• _EXCERPTED TEXT_:

>> Start

-Aleksi Salla

In the beginning of 2020, I started my master’s thesis process under the supervision and advisement of prof Harri Koivusalo and Heidi Salo from Water and Environmental engineering (Aalto University) and Olle Häggblom from Finnish Field Drainage Association. My thesis was part of the VesiHave project, which aims to improve crop productivity and reduce harmful environmental impacts of cultivation by field water management. As the title suggests, my job was to simulate the effects of future climate on the hydrological processes of an experimental field located in Sievi, North Ostrobothnia, Finland. The objective of the thesis was to assess how the controlled drainage affects the field hydrology (especially water table depths and runoffs) and how these impacts might change under future climate conditions. Controlled drainage is a method, where drainage efficiency can be controlled to some extent. This is typically done with control wells, where the drain outlet can be blocked to prevent drain discharge up to some desirable elevation of the groundwater table. The aim is to maintain sufficient soil moisture for the crop and reduce the environmental impacts of drain discharge while enabling sufficient drainage when needed (e.g. when heavy machinery is operated on the field).

In the thesis process, I enjoyed the fact that I was able to work with things relatively new to me, but in which I had gained some interest in my previous studies, such as modeling and programming. In the process, I also obtained more insight into climate change, cultivation and time series analysis as well as working with large quantities of data.

>> End

• _GIVEN EXERCISE 1_:
Reproduce the drainage thesis text from "In the thesis" up to and including "quantities of data.".

• _DATASET EXTRACT_:
>> Start

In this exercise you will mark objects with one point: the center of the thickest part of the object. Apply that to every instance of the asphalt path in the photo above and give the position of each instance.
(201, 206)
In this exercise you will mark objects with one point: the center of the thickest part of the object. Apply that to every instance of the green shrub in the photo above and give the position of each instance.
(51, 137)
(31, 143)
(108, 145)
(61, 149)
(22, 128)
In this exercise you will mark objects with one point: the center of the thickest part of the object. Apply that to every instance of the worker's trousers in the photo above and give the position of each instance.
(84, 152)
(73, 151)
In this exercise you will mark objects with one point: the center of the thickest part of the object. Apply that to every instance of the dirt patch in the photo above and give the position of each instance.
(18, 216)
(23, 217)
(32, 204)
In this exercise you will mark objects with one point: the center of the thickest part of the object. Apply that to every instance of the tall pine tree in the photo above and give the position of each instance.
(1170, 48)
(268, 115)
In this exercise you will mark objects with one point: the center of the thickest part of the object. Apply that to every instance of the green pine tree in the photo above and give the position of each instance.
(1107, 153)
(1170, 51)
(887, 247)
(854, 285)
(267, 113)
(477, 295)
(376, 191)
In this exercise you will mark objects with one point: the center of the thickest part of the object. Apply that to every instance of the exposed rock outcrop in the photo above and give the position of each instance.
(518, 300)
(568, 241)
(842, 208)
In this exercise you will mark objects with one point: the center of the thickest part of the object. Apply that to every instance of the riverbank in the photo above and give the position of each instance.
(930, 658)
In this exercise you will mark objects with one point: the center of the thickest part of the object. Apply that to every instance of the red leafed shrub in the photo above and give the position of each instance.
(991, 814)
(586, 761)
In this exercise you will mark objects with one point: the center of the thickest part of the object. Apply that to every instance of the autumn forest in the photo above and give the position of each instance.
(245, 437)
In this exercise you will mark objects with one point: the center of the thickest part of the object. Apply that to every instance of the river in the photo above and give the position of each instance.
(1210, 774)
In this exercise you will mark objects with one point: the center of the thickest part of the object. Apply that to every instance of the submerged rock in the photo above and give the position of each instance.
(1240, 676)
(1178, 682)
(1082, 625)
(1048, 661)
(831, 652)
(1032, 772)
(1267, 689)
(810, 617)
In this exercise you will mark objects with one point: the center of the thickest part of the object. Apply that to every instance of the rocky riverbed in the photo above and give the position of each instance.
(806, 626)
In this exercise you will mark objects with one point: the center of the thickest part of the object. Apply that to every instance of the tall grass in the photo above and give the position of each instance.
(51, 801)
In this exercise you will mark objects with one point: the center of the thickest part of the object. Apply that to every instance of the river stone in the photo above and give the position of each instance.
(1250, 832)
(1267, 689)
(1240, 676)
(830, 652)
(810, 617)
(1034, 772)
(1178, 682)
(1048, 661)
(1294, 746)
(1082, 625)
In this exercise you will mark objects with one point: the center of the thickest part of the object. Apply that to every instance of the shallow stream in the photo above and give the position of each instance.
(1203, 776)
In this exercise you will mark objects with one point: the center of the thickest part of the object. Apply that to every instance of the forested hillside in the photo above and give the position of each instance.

>> End

• _GIVEN EXERCISE 2_:
Rewrite the records from the line with "of the rocky" up to and including the line with "(1203, 776)", replacing "river stone" with "boulder" and keeping everything else the same. Output only those lines.

• _EXERCISE RESPONSE 1_:
In the thesis process, I enjoyed the fact that I was able to work with things relatively new to me, but in which I had gained some interest in my previous studies, such as modeling and programming. In the process, I also obtained more insight into climate change, cultivation and time series analysis as well as working with large quantities of data.

• _EXERCISE RESPONSE 2_:
In this exercise you will mark objects with one point: the center of the thickest part of the object. Apply that to every instance of the rocky riverbed in the photo above and give the position of each instance.
(806, 626)
In this exercise you will mark objects with one point: the center of the thickest part of the object. Apply that to every instance of the tall grass in the photo above and give the position of each instance.
(51, 801)
In this exercise you will mark objects with one point: the center of the thickest part of the object. Apply that to every instance of the boulder in the photo above and give the position of each instance.
(1250, 832)
(1267, 689)
(1240, 676)
(830, 652)
(810, 617)
(1034, 772)
(1178, 682)
(1048, 661)
(1294, 746)
(1082, 625)
In this exercise you will mark objects with one point: the center of the thickest part of the object. Apply that to every instance of the shallow stream in the photo above and give the position of each instance.
(1203, 776)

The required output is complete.